(Data records)
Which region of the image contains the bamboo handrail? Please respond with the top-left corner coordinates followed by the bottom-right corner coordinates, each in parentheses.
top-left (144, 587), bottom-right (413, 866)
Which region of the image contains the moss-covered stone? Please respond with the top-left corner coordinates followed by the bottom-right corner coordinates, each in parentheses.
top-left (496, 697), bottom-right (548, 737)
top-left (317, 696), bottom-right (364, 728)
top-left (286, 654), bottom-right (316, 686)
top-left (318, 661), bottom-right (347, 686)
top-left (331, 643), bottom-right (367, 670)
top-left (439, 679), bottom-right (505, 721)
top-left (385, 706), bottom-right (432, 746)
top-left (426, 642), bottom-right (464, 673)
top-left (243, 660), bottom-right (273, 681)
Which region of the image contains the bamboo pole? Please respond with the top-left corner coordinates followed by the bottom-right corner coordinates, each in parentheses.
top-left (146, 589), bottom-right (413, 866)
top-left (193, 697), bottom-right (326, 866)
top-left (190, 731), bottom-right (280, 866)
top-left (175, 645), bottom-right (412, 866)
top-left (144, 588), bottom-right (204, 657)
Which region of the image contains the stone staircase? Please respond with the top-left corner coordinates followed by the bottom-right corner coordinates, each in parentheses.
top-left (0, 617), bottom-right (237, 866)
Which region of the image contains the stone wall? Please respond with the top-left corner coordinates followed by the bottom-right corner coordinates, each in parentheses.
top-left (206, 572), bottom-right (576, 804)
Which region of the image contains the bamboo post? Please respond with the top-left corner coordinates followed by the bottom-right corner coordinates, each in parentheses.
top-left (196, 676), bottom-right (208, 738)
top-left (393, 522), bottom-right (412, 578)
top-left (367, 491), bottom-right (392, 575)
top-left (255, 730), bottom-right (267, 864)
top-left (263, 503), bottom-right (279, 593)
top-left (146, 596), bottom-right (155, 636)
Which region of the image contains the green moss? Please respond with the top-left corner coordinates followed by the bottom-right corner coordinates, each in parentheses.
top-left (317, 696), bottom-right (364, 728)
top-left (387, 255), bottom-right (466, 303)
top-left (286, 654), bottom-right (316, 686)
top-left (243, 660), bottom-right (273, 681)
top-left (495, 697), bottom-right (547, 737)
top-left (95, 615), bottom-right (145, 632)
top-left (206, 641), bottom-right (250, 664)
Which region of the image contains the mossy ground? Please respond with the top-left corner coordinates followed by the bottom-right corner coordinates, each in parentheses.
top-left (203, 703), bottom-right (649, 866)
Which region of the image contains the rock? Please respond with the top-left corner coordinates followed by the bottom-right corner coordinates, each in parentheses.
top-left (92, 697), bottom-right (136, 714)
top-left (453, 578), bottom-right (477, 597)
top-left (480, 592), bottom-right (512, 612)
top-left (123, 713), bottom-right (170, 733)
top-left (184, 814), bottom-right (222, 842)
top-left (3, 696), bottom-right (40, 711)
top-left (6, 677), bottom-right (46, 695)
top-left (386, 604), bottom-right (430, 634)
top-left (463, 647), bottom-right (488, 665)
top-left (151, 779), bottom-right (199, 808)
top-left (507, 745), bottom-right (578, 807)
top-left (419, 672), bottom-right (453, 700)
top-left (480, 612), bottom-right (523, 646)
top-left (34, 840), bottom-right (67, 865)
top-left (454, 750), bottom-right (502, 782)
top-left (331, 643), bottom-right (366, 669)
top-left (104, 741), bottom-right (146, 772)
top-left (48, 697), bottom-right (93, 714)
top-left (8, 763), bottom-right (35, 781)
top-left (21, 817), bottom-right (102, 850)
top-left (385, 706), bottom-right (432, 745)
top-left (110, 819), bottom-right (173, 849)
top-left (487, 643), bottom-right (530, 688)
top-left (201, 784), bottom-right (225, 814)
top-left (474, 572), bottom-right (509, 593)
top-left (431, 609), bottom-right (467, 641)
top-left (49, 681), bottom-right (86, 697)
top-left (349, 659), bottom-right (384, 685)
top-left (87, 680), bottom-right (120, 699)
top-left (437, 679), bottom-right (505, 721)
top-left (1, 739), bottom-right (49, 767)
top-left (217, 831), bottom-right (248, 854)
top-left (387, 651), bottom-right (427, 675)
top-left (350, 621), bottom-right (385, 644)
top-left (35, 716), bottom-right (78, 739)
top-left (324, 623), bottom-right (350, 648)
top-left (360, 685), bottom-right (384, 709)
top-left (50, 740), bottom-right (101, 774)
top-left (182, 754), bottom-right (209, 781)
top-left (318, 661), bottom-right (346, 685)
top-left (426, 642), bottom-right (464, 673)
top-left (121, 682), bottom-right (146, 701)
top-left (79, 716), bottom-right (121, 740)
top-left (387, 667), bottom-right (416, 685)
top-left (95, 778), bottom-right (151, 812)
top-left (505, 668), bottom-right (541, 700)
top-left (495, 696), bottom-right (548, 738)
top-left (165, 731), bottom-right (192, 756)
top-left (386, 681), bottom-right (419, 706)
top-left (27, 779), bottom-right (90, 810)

--- Task to complete ---
Please copy out every entry exactly, with nothing omitted.

--- Exercise answer ---
Which region of the image contains the bamboo handrail? Please respond with the top-left corner coordinates followed by the bottom-right corner coordinates, each in parentheses.
top-left (144, 587), bottom-right (413, 866)
Which region of the image contains the moss-covered stone? Please respond with the top-left corner coordinates followed by the bottom-right corner coordinates, each in parentheses.
top-left (496, 697), bottom-right (548, 737)
top-left (317, 696), bottom-right (364, 728)
top-left (286, 654), bottom-right (316, 686)
top-left (318, 661), bottom-right (347, 686)
top-left (331, 643), bottom-right (367, 670)
top-left (439, 679), bottom-right (505, 721)
top-left (385, 706), bottom-right (432, 746)
top-left (426, 642), bottom-right (464, 673)
top-left (243, 660), bottom-right (273, 681)
Which region of the image contains the bamboo pole? Please respond with the top-left corner coordinates followed by the bottom-right corner coordinates, each in parentheses.
top-left (146, 589), bottom-right (413, 866)
top-left (193, 697), bottom-right (326, 866)
top-left (190, 731), bottom-right (280, 866)
top-left (175, 645), bottom-right (412, 866)
top-left (144, 588), bottom-right (204, 657)
Which region of the image contains the stone staircase? Please respond with the top-left corner coordinates followed by the bottom-right corner coordinates, each in parentheses.
top-left (0, 617), bottom-right (237, 866)
Which region of the image contains the stone wall? Please respond with the top-left corner coordinates followed by the bottom-right corner coordinates, each in parentheses.
top-left (206, 572), bottom-right (576, 804)
Which region of the image contains the bamboo post? Please respond with the top-left corner coordinates followed by the bottom-right corner coordinates, each in parentheses.
top-left (196, 676), bottom-right (208, 738)
top-left (393, 522), bottom-right (412, 578)
top-left (367, 491), bottom-right (392, 575)
top-left (255, 730), bottom-right (267, 864)
top-left (263, 503), bottom-right (279, 593)
top-left (146, 596), bottom-right (155, 636)
Which region of the image contains the green moss? Please respond with the top-left corner coordinates followed by the bottom-right corner coordinates, each in parentheses.
top-left (317, 696), bottom-right (364, 728)
top-left (387, 255), bottom-right (466, 303)
top-left (286, 654), bottom-right (316, 686)
top-left (243, 660), bottom-right (273, 681)
top-left (495, 697), bottom-right (547, 737)
top-left (95, 615), bottom-right (145, 632)
top-left (206, 641), bottom-right (250, 664)
Which region of the image contains the mossy ground? Please respond with the top-left corner coordinates followed by the bottom-right corner coordinates, each in parentheses.
top-left (203, 703), bottom-right (649, 866)
Which region of the image contains the rock? Please respond with the top-left corner coordinates followed by the bottom-right corner coordinates, each in parentheses.
top-left (92, 697), bottom-right (136, 714)
top-left (453, 578), bottom-right (477, 597)
top-left (480, 592), bottom-right (512, 612)
top-left (123, 713), bottom-right (170, 733)
top-left (184, 814), bottom-right (222, 842)
top-left (3, 696), bottom-right (40, 711)
top-left (6, 677), bottom-right (46, 695)
top-left (386, 604), bottom-right (430, 634)
top-left (463, 647), bottom-right (488, 665)
top-left (151, 779), bottom-right (199, 808)
top-left (507, 745), bottom-right (578, 807)
top-left (419, 672), bottom-right (453, 700)
top-left (480, 612), bottom-right (523, 646)
top-left (34, 840), bottom-right (67, 865)
top-left (454, 750), bottom-right (502, 782)
top-left (331, 643), bottom-right (366, 669)
top-left (104, 741), bottom-right (146, 772)
top-left (48, 697), bottom-right (93, 714)
top-left (8, 763), bottom-right (35, 781)
top-left (21, 817), bottom-right (102, 850)
top-left (385, 706), bottom-right (432, 745)
top-left (110, 819), bottom-right (173, 849)
top-left (487, 643), bottom-right (530, 688)
top-left (201, 784), bottom-right (225, 814)
top-left (474, 572), bottom-right (509, 593)
top-left (431, 609), bottom-right (467, 641)
top-left (49, 681), bottom-right (86, 697)
top-left (349, 659), bottom-right (384, 685)
top-left (87, 680), bottom-right (120, 699)
top-left (437, 679), bottom-right (505, 721)
top-left (1, 739), bottom-right (49, 767)
top-left (217, 831), bottom-right (248, 854)
top-left (387, 651), bottom-right (427, 675)
top-left (350, 621), bottom-right (385, 644)
top-left (35, 716), bottom-right (78, 739)
top-left (324, 623), bottom-right (350, 648)
top-left (360, 685), bottom-right (384, 709)
top-left (50, 740), bottom-right (101, 774)
top-left (182, 754), bottom-right (209, 781)
top-left (318, 661), bottom-right (346, 685)
top-left (426, 642), bottom-right (464, 673)
top-left (121, 682), bottom-right (146, 701)
top-left (79, 716), bottom-right (121, 740)
top-left (387, 667), bottom-right (416, 685)
top-left (95, 778), bottom-right (151, 812)
top-left (505, 668), bottom-right (541, 700)
top-left (495, 696), bottom-right (548, 738)
top-left (165, 731), bottom-right (192, 756)
top-left (386, 681), bottom-right (419, 706)
top-left (27, 779), bottom-right (90, 810)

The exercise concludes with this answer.